(Task a)
Return the part of the column on President Bush and Lincoln starting with "by Tony Norman" and going on through "to ambush him.", copied word for word.

(Text to read)
********

Have You No Decency Mr. President?
by Tony Norman

President Bush is fond of making comparisons between his governance of the nation during the war and Lincoln's stewardship of the republic during the Civil War.
He believes history will treat him better than his contemporaries who are, after all, bedeviled by the excruciating reality of the here-and-now.

Two nights ago while pleading with the nation to give his failed Iraq policies a chance to succeed by yet another infusion of blood and treasure, Mr. Bush assumed a haunted countenance.

Perhaps he found himself transported to Lincoln's era in a blaze of terrible insight. Perhaps he finally saw his own John Wilkes Booth lurking in the shadows of Ford's Theater waiting to ambush him.

If we're lucky, the fear in Mr. Bush's eyes was the faint glimmer of a conscience finally kicking in -- a belated but dim realization of the sacrifice he has asked the nation to assume until the next president takes the oath of office in January 2009.

He sounded unusually flat. Mr. Bush knew he was cornered between the exigencies of fate and his own hubris.

His grudging acknowledgment that "mistakes were made" is the kind of Nixonian passive construction that points to an intense desire to escape responsibility for his own policies.

At the lowest point of his presidency, Mr. Bush refuses to even fake the kind of self-criticism that other presidents have routinely resorted to in their search for redemption.

Lincoln knew all about being self-critical in public. He was a melancholic but thoughtful man who constantly weighed the implications of his decisions for both his nation in the midst of a brutal civil war and the ruthless judgment of history in its aftermath.

********

[Data entries]

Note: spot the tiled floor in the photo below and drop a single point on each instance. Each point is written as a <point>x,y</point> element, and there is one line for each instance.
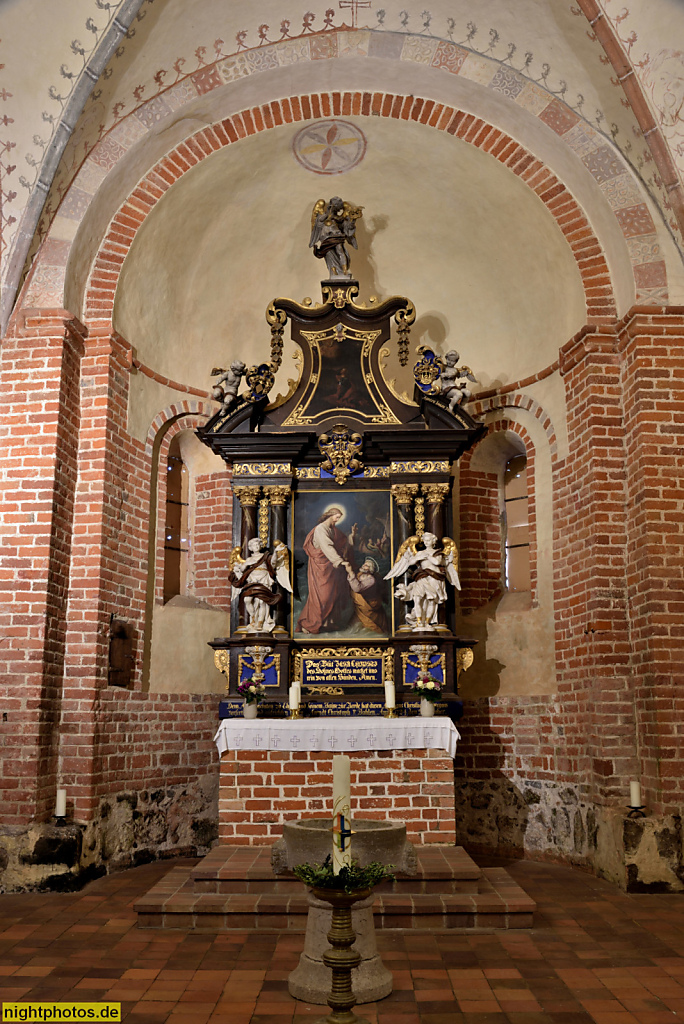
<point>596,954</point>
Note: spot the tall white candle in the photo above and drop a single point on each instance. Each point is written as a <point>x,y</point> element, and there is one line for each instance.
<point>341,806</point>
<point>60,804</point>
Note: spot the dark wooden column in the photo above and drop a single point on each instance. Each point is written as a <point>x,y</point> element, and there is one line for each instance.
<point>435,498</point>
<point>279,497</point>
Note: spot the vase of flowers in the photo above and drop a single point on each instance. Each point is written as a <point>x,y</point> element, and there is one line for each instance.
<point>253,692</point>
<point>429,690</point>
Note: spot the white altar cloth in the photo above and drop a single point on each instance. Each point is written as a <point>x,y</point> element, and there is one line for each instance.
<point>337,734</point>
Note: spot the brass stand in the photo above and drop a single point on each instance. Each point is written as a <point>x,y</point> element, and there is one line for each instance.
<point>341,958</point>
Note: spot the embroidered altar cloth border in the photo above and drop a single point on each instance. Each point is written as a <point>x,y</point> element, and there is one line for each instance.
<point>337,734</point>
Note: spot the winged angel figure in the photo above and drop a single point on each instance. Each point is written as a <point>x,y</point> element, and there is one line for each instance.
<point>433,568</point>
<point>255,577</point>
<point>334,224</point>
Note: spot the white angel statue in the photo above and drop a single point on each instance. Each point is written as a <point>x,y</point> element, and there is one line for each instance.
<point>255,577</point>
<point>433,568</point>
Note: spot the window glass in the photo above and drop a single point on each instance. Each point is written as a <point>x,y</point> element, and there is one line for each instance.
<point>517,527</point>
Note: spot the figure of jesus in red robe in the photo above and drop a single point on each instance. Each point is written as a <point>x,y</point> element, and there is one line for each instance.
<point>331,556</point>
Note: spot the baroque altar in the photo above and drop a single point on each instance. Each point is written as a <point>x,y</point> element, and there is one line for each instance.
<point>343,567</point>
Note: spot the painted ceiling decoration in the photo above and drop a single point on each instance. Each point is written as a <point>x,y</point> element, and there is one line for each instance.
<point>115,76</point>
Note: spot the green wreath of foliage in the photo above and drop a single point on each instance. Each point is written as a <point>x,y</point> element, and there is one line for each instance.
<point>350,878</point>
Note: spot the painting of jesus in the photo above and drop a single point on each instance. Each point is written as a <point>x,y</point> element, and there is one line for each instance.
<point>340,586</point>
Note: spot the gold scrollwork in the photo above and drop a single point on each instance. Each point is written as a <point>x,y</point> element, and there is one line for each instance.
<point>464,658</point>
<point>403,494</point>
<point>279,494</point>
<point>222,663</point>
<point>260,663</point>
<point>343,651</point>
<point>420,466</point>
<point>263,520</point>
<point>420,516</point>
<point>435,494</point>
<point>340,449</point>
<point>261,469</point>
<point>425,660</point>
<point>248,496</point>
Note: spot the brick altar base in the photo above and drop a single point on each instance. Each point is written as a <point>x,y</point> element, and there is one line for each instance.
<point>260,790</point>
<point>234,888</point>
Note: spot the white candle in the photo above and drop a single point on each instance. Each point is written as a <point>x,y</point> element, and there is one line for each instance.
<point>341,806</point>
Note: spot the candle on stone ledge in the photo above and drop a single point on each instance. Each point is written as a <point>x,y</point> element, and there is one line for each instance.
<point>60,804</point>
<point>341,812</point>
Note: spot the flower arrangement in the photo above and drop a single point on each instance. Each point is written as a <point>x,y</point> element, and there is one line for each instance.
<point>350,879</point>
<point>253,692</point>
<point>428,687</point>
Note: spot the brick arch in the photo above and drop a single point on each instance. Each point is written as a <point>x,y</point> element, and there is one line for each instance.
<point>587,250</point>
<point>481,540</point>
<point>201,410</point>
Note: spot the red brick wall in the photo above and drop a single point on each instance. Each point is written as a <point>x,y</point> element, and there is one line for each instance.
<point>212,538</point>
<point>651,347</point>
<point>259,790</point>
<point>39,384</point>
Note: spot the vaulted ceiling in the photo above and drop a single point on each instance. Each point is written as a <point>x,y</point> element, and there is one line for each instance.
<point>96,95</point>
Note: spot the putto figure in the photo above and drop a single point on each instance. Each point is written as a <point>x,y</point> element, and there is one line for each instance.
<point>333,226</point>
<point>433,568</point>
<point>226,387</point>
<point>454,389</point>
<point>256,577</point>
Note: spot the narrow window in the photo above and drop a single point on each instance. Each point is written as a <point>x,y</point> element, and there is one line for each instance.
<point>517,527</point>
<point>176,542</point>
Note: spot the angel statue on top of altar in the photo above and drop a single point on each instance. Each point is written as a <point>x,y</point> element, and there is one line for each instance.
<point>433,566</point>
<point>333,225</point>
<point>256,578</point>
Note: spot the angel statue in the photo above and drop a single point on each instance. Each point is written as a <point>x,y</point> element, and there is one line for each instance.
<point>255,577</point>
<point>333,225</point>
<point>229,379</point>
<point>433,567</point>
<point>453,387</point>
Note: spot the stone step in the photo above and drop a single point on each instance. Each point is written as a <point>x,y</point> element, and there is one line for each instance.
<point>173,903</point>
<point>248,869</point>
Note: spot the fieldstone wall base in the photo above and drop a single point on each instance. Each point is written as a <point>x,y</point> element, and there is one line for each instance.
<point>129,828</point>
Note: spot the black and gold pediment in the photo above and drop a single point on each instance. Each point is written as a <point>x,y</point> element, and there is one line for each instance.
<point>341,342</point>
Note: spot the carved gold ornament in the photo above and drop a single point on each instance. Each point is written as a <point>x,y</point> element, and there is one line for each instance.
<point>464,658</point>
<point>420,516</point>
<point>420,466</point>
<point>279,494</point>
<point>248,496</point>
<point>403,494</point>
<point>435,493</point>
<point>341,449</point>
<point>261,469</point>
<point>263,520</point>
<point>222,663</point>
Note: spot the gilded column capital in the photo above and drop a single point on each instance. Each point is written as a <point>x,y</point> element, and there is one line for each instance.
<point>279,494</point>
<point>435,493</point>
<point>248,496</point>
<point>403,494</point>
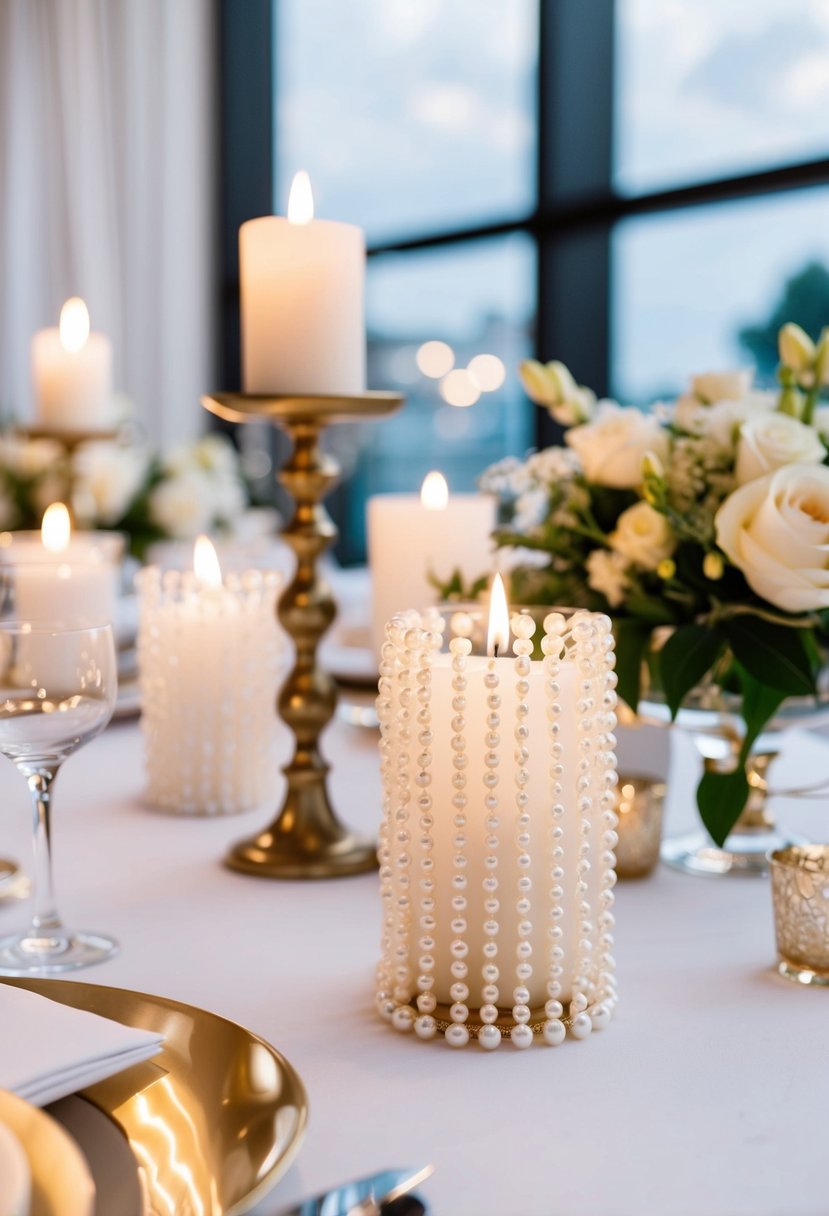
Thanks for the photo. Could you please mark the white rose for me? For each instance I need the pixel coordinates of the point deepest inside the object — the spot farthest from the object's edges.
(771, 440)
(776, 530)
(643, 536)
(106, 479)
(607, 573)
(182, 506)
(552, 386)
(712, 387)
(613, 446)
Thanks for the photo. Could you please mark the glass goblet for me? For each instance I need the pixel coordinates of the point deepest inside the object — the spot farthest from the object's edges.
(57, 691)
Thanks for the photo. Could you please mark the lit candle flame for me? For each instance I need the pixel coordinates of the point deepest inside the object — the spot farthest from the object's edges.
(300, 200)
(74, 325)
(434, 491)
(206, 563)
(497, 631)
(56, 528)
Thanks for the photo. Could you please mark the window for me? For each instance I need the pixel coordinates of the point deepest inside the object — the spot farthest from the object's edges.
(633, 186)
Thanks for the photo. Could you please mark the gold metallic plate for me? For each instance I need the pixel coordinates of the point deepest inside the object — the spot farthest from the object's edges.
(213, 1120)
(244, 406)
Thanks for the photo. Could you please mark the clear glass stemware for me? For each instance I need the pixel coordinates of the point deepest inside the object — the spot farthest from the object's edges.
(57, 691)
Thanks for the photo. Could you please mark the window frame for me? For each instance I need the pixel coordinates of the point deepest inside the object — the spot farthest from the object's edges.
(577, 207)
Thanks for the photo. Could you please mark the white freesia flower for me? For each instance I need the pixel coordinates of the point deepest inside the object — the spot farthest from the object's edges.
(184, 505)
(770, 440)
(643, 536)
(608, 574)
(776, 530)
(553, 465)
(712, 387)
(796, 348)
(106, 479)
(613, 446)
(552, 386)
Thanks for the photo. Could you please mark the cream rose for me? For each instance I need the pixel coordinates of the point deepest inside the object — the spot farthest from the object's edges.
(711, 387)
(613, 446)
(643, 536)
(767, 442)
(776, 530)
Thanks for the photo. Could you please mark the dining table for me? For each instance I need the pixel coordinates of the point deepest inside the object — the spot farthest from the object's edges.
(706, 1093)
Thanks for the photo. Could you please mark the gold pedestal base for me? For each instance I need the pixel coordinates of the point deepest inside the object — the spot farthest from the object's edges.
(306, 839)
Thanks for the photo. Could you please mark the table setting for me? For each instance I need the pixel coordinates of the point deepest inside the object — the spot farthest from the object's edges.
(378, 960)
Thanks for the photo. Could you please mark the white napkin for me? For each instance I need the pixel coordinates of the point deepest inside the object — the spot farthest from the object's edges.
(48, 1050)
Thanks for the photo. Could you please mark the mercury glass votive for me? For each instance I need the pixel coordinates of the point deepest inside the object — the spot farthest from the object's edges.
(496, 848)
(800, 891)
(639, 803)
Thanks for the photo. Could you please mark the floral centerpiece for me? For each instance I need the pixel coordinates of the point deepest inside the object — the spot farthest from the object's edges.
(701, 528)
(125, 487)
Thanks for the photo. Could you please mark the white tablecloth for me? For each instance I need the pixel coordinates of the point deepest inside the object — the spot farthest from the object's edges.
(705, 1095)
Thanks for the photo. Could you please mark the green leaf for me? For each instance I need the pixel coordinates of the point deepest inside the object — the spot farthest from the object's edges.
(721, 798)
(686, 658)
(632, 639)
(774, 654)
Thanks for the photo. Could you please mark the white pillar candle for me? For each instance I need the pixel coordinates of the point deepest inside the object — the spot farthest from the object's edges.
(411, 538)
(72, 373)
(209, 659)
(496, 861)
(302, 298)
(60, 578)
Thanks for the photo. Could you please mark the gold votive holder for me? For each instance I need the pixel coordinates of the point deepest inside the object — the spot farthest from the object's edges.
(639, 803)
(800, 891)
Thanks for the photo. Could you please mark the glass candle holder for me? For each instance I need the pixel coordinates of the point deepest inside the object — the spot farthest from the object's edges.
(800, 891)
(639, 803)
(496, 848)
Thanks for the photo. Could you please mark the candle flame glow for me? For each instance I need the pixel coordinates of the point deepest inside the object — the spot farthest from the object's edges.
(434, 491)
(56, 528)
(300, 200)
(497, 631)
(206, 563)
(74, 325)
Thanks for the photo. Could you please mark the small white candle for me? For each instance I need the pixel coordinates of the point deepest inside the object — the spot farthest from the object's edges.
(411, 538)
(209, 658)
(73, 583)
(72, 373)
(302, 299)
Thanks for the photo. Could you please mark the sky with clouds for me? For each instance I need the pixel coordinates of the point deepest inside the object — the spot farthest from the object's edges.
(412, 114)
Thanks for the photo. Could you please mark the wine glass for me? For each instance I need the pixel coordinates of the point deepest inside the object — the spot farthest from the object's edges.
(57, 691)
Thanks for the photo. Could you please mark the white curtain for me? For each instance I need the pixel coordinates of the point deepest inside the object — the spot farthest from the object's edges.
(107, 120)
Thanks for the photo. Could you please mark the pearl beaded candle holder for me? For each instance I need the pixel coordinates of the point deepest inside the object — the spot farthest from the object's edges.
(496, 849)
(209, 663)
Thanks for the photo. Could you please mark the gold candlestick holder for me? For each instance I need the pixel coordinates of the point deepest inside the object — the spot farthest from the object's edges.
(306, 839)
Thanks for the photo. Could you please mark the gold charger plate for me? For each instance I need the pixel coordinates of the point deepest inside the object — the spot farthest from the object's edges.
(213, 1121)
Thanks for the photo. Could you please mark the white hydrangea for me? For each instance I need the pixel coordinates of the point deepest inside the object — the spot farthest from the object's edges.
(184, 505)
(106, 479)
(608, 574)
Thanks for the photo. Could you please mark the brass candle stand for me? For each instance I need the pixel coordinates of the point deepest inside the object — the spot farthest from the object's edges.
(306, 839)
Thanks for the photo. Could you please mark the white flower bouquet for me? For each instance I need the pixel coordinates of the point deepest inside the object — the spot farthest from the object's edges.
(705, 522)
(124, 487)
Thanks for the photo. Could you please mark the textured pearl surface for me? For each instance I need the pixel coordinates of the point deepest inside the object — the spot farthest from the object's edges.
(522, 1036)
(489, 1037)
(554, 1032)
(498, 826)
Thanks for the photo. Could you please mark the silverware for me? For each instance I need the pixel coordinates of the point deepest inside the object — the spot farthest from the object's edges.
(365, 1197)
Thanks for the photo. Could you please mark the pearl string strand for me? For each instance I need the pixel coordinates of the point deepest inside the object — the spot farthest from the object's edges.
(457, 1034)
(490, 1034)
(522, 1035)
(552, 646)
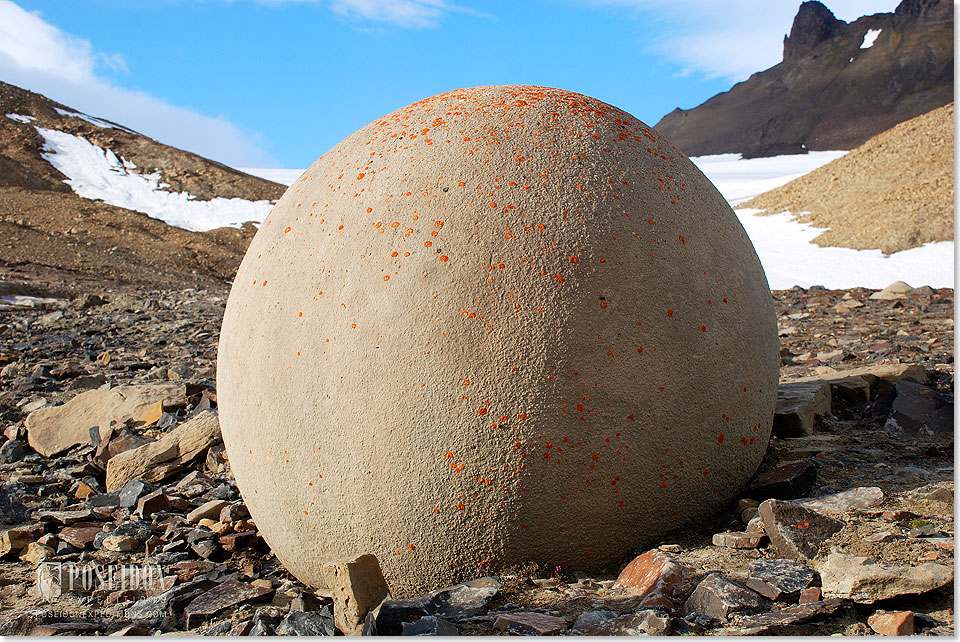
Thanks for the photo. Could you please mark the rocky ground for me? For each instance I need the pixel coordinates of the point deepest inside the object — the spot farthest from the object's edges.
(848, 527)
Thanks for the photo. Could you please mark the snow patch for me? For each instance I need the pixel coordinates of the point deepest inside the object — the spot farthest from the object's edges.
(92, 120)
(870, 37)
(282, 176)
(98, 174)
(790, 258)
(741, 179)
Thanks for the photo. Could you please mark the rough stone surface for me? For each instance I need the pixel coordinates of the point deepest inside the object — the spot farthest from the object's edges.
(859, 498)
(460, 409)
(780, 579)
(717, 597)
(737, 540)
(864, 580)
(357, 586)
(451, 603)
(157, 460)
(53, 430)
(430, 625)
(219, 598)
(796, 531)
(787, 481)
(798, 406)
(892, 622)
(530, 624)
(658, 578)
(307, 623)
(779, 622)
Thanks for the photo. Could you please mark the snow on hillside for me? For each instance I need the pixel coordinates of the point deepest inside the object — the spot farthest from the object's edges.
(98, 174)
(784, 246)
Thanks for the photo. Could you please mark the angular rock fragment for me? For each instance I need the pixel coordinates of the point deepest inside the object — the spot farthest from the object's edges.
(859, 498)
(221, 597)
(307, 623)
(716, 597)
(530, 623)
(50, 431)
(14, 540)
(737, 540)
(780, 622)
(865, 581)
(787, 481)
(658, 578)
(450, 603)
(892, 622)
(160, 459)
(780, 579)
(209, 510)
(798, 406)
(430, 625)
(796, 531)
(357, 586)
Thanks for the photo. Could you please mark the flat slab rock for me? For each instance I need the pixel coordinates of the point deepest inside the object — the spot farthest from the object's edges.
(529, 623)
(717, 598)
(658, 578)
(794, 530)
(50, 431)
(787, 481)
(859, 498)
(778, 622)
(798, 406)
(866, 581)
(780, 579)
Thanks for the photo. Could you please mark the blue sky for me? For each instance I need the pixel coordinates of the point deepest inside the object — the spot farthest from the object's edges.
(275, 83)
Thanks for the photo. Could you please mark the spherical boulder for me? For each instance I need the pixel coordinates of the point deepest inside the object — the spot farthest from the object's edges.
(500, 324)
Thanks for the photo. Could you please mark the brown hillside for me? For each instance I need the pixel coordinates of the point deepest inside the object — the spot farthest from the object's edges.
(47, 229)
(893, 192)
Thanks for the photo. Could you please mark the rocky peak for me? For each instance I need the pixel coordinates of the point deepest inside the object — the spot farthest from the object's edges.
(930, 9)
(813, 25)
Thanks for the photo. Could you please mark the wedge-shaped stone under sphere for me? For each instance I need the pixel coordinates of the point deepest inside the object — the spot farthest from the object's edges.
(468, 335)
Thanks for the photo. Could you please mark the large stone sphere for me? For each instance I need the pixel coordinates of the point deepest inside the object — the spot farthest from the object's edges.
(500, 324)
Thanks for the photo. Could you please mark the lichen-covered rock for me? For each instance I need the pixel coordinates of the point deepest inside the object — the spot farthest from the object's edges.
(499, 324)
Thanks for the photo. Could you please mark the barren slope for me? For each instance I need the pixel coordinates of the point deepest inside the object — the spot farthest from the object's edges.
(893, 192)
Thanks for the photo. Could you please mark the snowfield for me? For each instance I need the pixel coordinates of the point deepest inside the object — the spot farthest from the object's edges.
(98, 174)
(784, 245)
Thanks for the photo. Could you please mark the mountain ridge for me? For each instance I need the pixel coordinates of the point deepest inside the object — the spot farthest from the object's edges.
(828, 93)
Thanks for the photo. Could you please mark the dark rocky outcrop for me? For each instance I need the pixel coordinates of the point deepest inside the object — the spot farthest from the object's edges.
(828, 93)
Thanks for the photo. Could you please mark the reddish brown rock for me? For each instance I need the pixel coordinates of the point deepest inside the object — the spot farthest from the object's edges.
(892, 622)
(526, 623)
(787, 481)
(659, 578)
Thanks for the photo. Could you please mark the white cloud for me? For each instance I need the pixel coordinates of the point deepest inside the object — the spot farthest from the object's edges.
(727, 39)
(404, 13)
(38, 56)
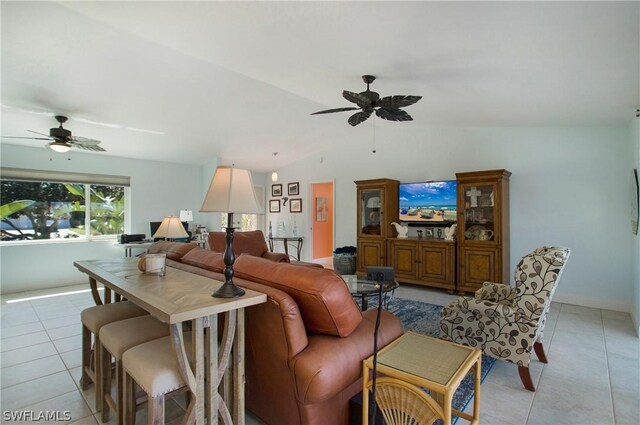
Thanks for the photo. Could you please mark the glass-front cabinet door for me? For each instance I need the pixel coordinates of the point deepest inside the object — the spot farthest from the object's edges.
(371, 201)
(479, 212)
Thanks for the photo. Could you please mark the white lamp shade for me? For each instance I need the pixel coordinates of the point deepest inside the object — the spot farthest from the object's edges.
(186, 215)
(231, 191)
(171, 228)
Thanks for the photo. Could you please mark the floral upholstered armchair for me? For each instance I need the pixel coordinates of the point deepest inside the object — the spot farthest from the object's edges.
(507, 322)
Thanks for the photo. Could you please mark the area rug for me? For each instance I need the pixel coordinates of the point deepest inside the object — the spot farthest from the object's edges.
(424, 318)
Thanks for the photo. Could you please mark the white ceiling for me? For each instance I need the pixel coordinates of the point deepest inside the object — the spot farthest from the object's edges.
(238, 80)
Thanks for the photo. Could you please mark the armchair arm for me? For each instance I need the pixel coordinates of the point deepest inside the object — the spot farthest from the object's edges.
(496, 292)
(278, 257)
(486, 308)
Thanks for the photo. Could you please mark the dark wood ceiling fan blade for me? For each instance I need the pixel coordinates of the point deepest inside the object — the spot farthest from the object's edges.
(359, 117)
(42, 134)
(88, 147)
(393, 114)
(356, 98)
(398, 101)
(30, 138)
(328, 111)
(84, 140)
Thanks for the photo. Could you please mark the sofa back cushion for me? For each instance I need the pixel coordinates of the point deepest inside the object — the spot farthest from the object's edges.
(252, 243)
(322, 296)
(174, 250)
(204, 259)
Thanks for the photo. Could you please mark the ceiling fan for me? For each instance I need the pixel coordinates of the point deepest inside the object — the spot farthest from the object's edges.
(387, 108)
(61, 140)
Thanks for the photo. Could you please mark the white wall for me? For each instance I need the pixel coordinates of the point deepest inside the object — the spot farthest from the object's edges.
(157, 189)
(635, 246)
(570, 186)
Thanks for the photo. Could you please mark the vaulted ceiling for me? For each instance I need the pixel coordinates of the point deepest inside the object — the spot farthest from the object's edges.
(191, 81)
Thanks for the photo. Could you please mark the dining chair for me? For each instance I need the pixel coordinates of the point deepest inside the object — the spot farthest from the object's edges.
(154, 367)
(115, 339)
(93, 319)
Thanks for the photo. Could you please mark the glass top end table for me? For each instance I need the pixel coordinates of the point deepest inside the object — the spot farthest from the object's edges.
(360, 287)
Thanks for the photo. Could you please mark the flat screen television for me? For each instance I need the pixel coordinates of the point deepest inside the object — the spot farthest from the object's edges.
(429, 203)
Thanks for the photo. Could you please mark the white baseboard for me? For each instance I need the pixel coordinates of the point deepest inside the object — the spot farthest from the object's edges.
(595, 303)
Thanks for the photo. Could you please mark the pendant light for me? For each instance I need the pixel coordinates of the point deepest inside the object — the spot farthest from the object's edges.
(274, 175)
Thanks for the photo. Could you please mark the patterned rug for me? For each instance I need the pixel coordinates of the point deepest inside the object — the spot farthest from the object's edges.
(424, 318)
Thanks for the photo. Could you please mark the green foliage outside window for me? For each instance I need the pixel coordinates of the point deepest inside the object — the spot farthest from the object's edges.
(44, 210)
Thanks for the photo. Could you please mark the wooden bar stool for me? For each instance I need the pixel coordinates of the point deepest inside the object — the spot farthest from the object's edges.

********

(Task b)
In the data entries, rename "baroque altar" to "carved altar" in the lines starting with the line with "Note: spot the baroque" and going on through the line with "<point>115,76</point>". Give back only those lines, with everything else left unchanged.

(Full solution a)
by Tony Norman

President Bush is fond of making comparisons between his governance of the nation during the war and Lincoln's stewardship of the republic during the Civil War.
He believes history will treat him better than his contemporaries who are, after all, bedeviled by the excruciating reality of the here-and-now.

Two nights ago while pleading with the nation to give his failed Iraq policies a chance to succeed by yet another infusion of blood and treasure, Mr. Bush assumed a haunted countenance.

Perhaps he found himself transported to Lincoln's era in a blaze of terrible insight. Perhaps he finally saw his own John Wilkes Booth lurking in the shadows of Ford's Theater waiting to ambush him.

(Full solution b)
Note: spot the carved altar in the photo above and drop a single point on each instance. Each point is written as a <point>x,y</point> element, and there is one line for each instance.
<point>343,567</point>
Note: spot the painted ceiling decoration in the photo above and drop a single point on each instance. Each point is written as a <point>x,y</point> element, and there is one line for each instance.
<point>115,76</point>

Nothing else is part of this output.